**GOAL:** Repeat the records below, starting at the line that has "Exercise. Put one point on each instance of the high-rise" and continuing through the end of the records.
[START OF THE DATA]
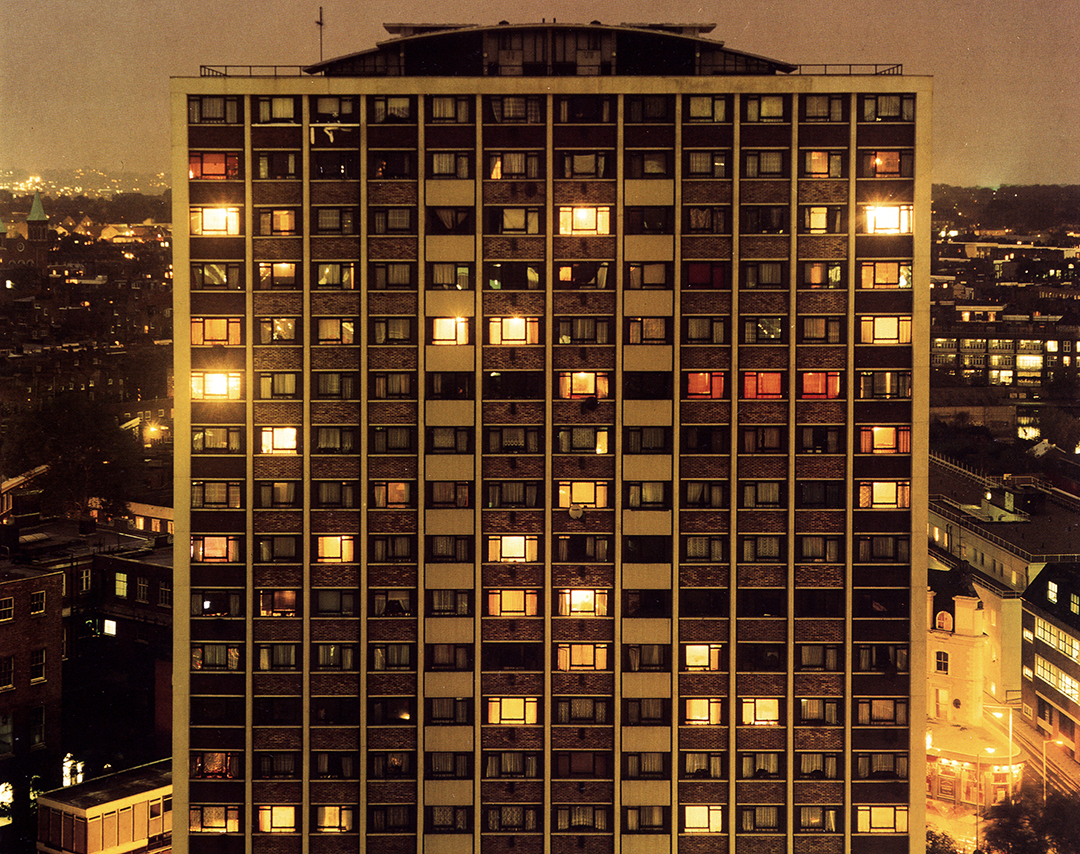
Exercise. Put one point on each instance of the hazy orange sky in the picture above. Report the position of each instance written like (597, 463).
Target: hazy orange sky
(85, 83)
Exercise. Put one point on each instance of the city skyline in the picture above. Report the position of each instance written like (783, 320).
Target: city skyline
(999, 94)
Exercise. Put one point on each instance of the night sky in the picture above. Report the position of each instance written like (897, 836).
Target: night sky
(84, 83)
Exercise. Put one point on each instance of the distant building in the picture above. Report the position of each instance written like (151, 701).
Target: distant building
(122, 813)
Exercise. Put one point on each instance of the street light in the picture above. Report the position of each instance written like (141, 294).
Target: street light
(999, 715)
(1044, 743)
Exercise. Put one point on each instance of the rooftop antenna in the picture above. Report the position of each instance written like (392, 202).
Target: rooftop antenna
(320, 24)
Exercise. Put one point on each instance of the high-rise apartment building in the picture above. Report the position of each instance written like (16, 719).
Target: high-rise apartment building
(556, 406)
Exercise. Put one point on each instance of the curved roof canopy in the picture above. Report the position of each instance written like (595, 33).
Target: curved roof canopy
(548, 50)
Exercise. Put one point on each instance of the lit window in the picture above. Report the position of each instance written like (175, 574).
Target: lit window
(705, 384)
(885, 274)
(703, 818)
(584, 493)
(215, 221)
(277, 819)
(881, 819)
(513, 549)
(449, 330)
(279, 441)
(513, 330)
(882, 329)
(513, 710)
(513, 602)
(885, 439)
(335, 550)
(215, 387)
(584, 220)
(885, 495)
(581, 656)
(704, 710)
(763, 385)
(582, 602)
(888, 219)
[END OF THE DATA]
**SOLUTION FOR THIS TASK:**
Exercise. Put one point on each instance of the high-rise apartment building in the picture above. Report the position of each instance written like (16, 719).
Target: high-rise apartment building
(556, 406)
Exercise. Put one point on each instance of the curved roof canopy in the picture above. Report the position of each instance written like (595, 33).
Target: curved roof canopy
(548, 50)
Exercise. Put one point on each instance of the lit window in the picture above. Report the position of each instance written like (175, 574).
Target: lit window
(705, 384)
(885, 274)
(703, 818)
(584, 493)
(215, 221)
(277, 819)
(881, 819)
(513, 549)
(449, 330)
(279, 441)
(513, 330)
(882, 329)
(513, 710)
(513, 602)
(885, 439)
(335, 550)
(215, 387)
(584, 220)
(885, 495)
(581, 656)
(704, 710)
(763, 385)
(582, 602)
(888, 219)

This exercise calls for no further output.